Work to do = Update the items from the start through the line containing "[(605, 133), (506, 117)]", replacing "door handle" with "side mirror" and leaving everything else unchanged.
--- Listed entries ---
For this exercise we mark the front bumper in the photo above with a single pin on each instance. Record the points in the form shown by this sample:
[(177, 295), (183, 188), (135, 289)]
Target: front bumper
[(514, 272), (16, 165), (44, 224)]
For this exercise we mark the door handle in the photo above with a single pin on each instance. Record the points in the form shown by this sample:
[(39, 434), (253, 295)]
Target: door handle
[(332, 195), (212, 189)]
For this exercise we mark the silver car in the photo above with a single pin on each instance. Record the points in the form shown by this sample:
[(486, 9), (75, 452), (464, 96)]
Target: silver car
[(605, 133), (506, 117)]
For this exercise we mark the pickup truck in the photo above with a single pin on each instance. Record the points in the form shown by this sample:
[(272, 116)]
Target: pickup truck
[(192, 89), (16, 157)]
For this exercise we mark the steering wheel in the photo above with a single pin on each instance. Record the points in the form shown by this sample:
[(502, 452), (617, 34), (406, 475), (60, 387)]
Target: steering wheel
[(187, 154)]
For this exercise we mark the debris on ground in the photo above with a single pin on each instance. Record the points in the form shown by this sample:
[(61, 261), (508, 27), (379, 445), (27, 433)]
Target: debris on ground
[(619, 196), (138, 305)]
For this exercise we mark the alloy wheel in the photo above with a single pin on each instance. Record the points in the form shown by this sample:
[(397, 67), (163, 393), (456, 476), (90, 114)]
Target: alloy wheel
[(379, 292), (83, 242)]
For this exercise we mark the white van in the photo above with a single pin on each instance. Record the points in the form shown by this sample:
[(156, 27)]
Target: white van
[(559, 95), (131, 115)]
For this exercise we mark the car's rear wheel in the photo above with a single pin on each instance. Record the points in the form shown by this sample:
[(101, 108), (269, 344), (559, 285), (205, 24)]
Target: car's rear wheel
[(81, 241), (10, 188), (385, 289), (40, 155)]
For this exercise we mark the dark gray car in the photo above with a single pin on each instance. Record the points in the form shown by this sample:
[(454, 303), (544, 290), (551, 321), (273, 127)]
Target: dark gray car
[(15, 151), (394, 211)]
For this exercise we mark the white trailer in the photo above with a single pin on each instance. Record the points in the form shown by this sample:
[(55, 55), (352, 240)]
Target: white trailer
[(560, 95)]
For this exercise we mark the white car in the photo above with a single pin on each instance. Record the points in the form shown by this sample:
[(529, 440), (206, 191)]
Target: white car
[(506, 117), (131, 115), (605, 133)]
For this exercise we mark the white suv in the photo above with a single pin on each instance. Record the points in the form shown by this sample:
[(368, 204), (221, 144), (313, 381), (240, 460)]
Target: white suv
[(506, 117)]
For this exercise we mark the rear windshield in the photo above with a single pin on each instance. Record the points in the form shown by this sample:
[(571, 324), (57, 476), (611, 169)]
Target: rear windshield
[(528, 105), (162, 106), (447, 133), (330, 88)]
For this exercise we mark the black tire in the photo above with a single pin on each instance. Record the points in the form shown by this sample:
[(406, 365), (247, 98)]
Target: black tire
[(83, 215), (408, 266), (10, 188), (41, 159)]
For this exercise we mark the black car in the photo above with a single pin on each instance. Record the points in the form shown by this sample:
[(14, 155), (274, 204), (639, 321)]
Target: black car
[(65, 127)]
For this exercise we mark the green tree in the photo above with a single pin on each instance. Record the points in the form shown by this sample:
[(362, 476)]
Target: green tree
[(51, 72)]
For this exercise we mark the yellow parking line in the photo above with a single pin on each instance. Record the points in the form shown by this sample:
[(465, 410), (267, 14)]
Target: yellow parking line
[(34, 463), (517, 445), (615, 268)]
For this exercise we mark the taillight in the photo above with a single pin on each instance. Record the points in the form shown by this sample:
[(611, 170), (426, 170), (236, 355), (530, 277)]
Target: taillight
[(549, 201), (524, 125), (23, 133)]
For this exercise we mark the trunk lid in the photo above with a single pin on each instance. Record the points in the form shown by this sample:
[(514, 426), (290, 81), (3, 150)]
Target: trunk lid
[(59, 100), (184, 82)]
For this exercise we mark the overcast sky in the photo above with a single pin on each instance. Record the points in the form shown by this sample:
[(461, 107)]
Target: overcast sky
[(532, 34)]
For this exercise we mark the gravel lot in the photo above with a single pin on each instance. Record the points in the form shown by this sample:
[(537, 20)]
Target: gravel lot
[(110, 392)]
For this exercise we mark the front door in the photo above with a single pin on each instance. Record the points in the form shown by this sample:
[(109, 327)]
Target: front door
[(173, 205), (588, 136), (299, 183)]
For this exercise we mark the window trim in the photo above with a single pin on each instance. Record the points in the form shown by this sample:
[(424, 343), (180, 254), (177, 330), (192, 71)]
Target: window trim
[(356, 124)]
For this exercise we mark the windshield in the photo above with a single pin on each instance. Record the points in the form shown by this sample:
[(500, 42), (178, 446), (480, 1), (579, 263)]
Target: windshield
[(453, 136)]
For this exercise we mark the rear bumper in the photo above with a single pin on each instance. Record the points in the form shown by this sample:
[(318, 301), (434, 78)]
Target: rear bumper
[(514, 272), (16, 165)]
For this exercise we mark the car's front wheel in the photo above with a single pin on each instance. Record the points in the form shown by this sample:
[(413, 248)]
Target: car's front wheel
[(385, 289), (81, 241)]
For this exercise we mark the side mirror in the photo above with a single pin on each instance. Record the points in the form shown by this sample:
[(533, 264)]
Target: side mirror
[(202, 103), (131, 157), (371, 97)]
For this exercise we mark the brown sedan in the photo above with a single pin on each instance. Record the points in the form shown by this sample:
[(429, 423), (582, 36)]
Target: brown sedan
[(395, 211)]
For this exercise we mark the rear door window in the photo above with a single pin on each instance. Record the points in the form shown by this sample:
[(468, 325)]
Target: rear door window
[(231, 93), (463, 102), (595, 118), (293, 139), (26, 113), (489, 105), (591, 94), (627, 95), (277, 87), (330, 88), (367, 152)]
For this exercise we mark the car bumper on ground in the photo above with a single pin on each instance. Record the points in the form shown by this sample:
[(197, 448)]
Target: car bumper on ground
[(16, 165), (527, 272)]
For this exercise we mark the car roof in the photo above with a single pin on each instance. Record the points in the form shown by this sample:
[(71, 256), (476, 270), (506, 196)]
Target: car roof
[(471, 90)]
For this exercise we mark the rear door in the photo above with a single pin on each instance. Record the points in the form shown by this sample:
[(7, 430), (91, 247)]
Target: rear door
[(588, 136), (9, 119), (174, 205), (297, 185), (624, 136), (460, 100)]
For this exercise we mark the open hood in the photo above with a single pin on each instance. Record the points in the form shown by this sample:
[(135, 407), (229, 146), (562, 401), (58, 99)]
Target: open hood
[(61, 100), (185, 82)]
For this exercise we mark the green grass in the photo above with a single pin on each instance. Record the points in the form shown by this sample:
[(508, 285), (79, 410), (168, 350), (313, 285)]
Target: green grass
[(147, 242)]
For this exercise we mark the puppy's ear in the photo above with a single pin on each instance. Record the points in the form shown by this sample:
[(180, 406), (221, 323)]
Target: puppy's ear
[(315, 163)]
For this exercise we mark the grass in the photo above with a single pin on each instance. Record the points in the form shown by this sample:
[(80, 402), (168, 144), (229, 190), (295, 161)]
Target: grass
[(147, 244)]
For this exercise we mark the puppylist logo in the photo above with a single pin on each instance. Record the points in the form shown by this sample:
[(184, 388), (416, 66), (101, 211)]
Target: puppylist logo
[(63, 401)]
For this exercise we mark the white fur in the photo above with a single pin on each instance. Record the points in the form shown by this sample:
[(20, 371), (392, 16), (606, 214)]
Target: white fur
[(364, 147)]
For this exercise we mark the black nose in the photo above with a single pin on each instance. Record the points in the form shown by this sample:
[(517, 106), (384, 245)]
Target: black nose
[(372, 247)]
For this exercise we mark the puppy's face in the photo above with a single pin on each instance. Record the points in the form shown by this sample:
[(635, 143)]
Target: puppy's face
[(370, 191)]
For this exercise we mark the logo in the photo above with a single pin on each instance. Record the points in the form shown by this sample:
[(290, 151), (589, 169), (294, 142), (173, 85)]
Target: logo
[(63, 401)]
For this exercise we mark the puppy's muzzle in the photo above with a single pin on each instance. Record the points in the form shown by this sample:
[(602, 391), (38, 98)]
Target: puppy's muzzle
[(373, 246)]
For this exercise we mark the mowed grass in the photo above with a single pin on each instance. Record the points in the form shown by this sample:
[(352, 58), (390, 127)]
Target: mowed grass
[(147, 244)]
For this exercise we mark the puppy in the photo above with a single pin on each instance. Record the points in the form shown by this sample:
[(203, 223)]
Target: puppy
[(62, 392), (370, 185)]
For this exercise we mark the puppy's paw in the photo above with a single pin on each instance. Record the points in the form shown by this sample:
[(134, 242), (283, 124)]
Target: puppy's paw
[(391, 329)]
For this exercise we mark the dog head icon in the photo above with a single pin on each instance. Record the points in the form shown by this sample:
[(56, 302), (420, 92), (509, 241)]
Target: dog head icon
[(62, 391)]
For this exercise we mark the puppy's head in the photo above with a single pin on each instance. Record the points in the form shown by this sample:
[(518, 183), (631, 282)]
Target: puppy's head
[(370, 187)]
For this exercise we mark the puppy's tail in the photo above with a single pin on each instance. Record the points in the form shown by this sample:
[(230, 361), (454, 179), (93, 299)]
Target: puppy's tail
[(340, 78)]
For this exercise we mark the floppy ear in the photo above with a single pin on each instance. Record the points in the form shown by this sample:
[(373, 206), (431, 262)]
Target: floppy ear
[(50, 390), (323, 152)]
---
Response to the task =
For this exercise we mark the front bumper in the photo above with a single pin on each instance. Record the points in the form shown by this sample:
[(177, 295), (183, 188), (135, 289)]
Target: front bumper
[(514, 272), (16, 165), (44, 224)]
For this exercise we mark the side mirror in the photo above with a single pin on each instance. Record the points in the form shown by this sample:
[(39, 434), (253, 295)]
Target: side mirror
[(332, 195), (212, 189)]
For this exercise we mark the silver car in the photo above with a single pin on each instance. Record the points in the form shown by this sample:
[(486, 9), (75, 452), (464, 96)]
Target: silver car
[(605, 133), (506, 117)]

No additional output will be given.